* [AIM A]: Which kinds of livestock does the Mongolia food security report below name among the animals lost to the harsh winters and summer droughts of 1999-2002?

* [SELECTED TEXT]:

|No.4 November 2006|
|Crop Prospects and Food Situation|
At the request of the Ministry of Food and Agriculture of Mongolia, a UN Joint Mission comprising FAO, UNICEF and UNDP visited the country from 2 to 20 October 2006 to undertake a rapid assessment of the food security situation.
The overall economic context for food security is favourable, with the
economy growing at a steady rate since 2004 and mining exports soaring
supported by record prices of minerals.
Flour, meat and milk products are the main food staples of Mongolia. According
to estimations made in the framework of the “Household Income and Expenditure
Survey/Living Standards Measurement Survey 2002/03”, these three products
cover some 86 percent of the average daily caloric intake. Although consumption
of animal products is among the highest in the world, cereals are the
main source of energy providing some 55 percent of the daily intake. Despite
rapid increases in consumption of potatoes, vegetables and fruits in recent
years, particularly in urban areas, the diet of Mongolians remains deficient
in these products.
Wheat is the main crop in Mongolia. Production has declined steadily since
1990 following the break-up of the Soviet Union and the subsequent loss
of massive government subsidies. As a result, commercial imports and food
aid of wheat and wheat flour have increased (Figure 7).
As a result of severe drought during the 2005 cropping season, Mongolia gathered
only 74 000 tonnes of wheat, the lowest crop on record, and imported an
estimated 251 000 tonnes in 2005/06 marketing year (October/September).
Production recovered this year
The livestock sector suffered successive harsh winters (Dzud in local language)
and summer droughts from 1999-2002 which caused the loss of about 10 million
camels, horses, cattle, sheep and goats, or some 30 percent of the total
livestock numbers, prompting migration to the cities of large section
of the rural population. The sector has recovered since 2004 and preliminary
estimates point to numbers of animals in 2006 similar to the 1999 record
levels. This is the result of successive years of favourable weather conditions,
investments in response to improved returns for animal products as well
as low animal take-off.
The country is self-sufficient in meat and has an exportable surplus. Following
the sharp decline from 2001 to 2003, production of meat has recovered
in the past two years, but by 2005 still remained 38 percent below the
level of 2000 and exports are very limited.

* [RECORDS FOR THIS EXERCISE]:
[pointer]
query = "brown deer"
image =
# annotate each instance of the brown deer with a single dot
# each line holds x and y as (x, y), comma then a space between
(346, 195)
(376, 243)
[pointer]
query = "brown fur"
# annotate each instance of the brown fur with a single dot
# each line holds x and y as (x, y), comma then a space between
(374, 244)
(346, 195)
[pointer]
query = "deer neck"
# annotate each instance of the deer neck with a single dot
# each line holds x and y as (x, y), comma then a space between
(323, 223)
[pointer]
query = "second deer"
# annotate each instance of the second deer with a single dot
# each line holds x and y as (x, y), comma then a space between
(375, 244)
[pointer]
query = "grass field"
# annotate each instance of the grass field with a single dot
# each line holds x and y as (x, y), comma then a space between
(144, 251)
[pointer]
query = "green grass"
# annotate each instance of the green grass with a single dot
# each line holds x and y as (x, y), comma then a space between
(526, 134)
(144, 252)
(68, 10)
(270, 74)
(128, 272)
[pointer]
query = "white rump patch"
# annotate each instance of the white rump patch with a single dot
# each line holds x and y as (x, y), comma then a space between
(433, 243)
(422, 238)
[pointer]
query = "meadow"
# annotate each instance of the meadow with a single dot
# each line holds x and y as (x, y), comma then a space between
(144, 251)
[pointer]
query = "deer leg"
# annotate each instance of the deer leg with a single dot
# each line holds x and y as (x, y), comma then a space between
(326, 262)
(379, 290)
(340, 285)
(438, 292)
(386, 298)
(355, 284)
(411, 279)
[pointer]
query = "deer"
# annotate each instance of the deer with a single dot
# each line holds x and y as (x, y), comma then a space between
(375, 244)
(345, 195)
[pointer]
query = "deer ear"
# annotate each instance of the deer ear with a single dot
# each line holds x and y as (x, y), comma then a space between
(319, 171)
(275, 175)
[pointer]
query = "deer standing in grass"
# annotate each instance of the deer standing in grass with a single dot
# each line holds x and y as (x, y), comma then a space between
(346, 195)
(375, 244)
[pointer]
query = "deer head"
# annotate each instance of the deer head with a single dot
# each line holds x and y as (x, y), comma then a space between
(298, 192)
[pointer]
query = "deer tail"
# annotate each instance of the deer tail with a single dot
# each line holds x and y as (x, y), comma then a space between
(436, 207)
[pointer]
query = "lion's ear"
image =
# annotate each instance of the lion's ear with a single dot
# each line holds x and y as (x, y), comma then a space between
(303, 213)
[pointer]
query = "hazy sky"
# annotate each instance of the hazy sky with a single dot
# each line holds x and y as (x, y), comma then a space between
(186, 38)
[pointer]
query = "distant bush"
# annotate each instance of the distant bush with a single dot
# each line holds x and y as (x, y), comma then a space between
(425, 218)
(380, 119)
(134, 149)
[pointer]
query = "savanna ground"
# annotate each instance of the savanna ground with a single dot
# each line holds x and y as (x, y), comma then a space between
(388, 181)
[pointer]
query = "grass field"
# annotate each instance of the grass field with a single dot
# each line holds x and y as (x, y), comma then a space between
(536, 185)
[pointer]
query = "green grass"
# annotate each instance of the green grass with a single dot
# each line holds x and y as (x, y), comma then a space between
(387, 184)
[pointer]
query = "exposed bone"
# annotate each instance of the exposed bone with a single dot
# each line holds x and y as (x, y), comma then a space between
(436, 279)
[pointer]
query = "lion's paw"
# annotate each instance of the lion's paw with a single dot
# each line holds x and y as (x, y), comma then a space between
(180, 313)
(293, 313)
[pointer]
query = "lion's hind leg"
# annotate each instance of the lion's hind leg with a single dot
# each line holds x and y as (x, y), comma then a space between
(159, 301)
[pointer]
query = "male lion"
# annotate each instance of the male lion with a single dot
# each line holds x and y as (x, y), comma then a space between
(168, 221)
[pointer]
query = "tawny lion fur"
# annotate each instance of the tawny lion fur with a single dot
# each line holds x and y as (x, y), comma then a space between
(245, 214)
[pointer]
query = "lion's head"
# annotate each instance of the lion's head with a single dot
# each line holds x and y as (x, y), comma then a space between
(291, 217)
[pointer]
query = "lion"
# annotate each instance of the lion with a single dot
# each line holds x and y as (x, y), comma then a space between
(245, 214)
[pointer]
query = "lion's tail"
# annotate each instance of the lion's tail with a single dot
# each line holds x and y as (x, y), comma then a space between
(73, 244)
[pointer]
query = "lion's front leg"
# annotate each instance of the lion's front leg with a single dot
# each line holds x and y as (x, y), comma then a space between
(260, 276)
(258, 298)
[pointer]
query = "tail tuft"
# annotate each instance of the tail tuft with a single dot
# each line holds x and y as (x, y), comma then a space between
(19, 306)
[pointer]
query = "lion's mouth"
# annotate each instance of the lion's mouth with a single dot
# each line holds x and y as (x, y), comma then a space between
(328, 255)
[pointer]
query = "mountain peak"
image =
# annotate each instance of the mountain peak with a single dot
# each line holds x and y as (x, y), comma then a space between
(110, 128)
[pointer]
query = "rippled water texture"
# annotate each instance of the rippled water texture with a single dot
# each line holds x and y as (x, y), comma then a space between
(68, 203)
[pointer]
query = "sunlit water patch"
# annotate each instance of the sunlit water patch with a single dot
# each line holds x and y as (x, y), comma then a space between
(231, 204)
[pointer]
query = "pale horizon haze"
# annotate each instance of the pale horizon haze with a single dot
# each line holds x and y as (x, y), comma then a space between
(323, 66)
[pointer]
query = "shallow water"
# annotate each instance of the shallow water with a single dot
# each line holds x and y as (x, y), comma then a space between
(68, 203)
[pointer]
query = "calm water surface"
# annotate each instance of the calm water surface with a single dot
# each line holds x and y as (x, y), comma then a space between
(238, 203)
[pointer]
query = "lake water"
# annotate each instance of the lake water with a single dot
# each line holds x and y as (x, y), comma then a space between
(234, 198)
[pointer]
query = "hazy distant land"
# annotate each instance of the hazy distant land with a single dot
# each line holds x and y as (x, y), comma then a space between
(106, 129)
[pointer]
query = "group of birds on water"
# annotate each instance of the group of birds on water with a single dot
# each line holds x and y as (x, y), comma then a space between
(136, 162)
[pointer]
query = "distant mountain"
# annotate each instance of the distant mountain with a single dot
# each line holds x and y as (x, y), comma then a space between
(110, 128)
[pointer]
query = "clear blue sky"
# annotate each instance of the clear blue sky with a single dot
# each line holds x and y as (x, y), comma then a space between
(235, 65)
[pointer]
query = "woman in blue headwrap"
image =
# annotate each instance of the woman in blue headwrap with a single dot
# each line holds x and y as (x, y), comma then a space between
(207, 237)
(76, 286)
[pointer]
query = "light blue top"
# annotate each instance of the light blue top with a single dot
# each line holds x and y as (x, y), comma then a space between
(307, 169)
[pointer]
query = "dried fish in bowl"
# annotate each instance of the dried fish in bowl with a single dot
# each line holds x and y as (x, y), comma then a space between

* [AIM B]: Which lines of the records above contain the word "tawny"? Pick out each of them and copy it.

* [COMPLETE RESPONSE A]: Camels, horses, cattle, sheep and goats.

* [COMPLETE RESPONSE B]:
query = "tawny lion fur"
# annotate each instance of the tawny lion fur with a single dot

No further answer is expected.